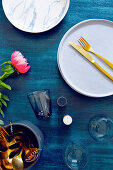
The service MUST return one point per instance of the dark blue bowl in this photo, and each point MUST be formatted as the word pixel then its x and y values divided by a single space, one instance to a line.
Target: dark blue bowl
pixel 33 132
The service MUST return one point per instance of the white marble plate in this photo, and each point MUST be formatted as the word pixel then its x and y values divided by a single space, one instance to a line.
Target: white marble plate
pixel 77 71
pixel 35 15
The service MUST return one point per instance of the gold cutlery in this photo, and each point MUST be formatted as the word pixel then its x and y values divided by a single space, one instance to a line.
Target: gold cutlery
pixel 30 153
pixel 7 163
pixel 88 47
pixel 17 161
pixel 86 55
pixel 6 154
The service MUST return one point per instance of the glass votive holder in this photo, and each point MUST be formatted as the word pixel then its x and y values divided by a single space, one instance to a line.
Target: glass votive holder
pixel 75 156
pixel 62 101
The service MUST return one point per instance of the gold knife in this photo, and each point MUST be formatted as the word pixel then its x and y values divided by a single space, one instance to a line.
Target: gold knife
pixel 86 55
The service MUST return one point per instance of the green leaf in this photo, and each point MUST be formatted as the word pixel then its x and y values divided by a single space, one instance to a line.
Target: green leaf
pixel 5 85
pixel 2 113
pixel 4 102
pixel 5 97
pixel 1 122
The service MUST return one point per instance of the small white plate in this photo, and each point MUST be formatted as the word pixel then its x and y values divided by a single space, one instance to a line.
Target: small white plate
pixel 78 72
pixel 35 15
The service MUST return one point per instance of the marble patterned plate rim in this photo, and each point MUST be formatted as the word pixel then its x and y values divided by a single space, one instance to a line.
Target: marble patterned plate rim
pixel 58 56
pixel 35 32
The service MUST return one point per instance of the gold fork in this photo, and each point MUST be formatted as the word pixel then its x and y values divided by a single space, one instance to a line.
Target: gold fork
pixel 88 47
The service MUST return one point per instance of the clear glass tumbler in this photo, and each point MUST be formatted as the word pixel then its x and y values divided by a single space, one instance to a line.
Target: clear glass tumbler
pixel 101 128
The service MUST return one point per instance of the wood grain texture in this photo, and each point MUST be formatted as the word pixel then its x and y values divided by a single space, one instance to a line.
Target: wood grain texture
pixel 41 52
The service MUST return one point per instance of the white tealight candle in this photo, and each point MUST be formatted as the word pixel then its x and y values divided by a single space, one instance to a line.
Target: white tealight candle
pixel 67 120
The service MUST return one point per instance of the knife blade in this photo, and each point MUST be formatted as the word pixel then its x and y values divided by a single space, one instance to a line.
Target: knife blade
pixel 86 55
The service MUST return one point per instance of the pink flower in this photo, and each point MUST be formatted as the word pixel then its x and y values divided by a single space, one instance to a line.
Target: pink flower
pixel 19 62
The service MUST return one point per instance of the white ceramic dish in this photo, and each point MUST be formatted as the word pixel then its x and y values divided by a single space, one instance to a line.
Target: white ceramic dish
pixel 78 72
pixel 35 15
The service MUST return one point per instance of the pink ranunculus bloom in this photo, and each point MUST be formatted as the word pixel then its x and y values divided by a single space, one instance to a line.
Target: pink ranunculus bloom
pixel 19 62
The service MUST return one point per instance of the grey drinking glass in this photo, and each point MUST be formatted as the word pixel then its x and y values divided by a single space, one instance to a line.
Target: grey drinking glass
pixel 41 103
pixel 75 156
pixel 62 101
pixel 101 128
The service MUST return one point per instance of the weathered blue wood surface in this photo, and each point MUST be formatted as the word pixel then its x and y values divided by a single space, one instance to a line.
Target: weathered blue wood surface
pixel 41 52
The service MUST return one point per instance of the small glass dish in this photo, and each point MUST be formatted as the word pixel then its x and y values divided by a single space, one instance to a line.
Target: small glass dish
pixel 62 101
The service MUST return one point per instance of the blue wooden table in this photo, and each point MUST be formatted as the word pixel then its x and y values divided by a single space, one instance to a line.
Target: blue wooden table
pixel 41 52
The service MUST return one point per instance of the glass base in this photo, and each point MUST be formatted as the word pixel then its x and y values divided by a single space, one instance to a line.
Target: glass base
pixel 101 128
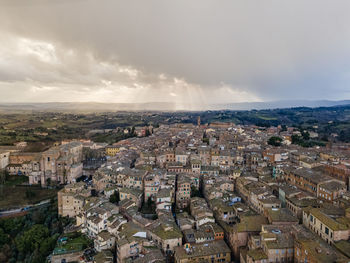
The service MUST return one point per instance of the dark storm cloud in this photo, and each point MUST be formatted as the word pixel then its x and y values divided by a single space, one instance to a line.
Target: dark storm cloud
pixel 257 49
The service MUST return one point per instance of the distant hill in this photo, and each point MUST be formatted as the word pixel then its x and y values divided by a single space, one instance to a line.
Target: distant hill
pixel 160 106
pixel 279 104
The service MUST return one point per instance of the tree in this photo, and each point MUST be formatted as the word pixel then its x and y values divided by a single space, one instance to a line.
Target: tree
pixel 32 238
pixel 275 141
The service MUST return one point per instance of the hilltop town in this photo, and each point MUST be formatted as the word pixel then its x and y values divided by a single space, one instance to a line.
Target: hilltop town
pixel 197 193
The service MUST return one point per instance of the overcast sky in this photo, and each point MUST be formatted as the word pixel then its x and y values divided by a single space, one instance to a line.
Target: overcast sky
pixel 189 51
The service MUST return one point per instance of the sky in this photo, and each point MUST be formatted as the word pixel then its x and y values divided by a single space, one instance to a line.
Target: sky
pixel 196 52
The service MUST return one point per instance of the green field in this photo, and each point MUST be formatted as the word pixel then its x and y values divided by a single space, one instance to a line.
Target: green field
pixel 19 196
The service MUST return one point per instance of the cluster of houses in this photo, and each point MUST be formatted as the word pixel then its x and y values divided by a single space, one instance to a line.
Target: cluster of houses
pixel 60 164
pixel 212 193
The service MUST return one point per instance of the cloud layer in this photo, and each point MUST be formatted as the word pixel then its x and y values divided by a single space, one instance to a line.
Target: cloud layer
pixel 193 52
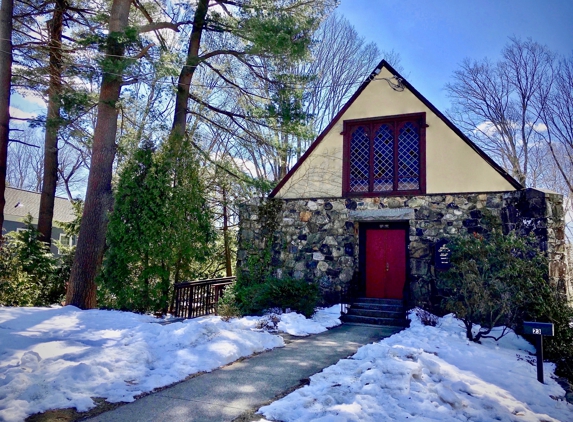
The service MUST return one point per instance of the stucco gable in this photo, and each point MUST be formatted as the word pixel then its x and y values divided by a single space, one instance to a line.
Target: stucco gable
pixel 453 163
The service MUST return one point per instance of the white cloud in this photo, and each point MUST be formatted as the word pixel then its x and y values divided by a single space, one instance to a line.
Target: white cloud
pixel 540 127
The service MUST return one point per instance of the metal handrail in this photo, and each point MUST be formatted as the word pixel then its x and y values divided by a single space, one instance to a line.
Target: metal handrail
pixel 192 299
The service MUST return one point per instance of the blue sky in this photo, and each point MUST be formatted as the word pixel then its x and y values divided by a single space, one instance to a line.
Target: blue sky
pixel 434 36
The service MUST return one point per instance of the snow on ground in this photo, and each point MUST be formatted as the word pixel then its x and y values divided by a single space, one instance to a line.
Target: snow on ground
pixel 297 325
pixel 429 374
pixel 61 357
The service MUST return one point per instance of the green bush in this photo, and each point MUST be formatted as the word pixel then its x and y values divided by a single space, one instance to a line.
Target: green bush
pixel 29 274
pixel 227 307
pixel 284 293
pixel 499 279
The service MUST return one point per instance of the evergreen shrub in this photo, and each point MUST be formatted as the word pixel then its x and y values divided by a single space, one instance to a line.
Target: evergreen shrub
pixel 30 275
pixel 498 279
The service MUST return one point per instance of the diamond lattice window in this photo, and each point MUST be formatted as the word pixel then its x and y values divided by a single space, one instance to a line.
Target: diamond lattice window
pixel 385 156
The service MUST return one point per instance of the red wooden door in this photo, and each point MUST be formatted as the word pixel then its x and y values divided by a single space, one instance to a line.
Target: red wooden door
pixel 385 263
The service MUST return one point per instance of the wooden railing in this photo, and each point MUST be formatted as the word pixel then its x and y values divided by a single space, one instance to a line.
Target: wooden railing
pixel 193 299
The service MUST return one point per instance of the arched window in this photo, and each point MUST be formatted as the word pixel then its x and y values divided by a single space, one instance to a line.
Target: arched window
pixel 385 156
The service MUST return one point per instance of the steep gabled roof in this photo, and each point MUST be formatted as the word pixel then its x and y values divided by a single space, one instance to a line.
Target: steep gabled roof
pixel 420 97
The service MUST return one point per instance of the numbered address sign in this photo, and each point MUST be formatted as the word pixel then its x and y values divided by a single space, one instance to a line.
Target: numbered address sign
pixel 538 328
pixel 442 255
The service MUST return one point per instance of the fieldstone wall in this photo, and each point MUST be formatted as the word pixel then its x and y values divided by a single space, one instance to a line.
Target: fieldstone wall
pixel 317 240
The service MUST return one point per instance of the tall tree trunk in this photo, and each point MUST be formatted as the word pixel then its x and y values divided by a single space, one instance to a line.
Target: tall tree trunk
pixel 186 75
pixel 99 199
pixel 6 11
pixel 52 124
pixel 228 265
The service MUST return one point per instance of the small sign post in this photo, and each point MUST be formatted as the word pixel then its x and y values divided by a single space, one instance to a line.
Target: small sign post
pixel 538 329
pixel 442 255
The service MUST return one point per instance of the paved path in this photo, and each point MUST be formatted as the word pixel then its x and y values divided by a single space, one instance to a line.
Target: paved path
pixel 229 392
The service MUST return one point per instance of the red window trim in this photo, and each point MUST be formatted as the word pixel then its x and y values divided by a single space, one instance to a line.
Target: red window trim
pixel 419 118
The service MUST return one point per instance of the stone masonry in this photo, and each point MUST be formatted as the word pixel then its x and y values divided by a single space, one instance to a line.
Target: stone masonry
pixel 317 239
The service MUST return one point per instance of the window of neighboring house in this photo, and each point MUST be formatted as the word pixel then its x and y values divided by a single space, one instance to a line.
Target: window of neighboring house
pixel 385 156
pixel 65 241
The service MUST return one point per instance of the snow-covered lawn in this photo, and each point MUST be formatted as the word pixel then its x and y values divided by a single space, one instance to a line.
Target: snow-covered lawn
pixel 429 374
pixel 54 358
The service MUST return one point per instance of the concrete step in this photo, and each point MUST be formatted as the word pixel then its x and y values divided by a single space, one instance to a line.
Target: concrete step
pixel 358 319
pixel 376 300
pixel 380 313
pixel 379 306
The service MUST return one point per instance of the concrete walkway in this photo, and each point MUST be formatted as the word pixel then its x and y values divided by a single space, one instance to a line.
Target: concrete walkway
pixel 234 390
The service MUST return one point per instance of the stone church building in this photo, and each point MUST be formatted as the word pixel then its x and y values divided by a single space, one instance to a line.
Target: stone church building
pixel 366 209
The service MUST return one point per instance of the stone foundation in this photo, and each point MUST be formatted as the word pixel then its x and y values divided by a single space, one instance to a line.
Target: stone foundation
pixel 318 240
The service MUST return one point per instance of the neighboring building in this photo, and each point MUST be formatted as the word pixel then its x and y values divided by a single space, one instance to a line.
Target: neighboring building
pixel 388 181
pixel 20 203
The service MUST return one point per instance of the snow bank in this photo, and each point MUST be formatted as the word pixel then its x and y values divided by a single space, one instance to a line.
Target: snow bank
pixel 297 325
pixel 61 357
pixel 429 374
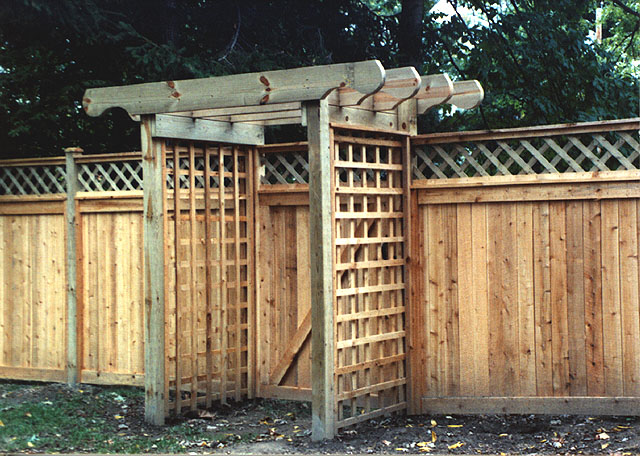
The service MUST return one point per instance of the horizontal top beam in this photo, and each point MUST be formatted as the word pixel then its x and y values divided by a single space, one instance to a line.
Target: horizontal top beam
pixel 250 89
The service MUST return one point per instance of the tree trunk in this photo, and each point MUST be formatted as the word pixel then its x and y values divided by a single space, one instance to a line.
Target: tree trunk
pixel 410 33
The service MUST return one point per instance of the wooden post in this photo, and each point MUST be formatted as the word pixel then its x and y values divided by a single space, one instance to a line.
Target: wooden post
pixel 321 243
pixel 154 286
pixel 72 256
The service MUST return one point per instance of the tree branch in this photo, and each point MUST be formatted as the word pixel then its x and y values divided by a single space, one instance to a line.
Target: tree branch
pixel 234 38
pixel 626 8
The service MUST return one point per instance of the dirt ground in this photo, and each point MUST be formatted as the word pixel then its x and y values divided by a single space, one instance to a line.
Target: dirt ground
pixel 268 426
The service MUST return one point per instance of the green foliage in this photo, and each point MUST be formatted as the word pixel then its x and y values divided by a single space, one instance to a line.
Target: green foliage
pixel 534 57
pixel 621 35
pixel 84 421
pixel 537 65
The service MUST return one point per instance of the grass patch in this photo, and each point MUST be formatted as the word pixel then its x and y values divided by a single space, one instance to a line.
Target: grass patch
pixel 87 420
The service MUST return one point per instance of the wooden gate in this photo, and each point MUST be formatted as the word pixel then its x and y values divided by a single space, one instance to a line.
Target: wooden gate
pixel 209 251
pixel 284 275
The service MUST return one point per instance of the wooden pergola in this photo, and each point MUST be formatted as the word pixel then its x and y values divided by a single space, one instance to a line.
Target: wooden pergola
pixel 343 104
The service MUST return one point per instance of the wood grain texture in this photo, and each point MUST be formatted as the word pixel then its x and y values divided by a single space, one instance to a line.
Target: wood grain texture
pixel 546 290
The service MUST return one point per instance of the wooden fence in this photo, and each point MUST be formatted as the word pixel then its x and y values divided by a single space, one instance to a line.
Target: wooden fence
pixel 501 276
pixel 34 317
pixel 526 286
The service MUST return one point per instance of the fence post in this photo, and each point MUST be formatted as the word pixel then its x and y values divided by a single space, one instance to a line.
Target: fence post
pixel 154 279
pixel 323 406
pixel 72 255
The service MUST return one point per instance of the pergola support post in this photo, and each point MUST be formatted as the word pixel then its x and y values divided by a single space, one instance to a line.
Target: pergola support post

= = = = = = =

**Aim of the task**
Scan the entries above for the word "support", then copy every line in which it occurs.

**Task solution**
The service MUST return one point per instance of the pergola support post in this photo, and each point MUST be formatted as the word pixel then its x and y values divided by a single space, one instance to a line.
Target: pergola support post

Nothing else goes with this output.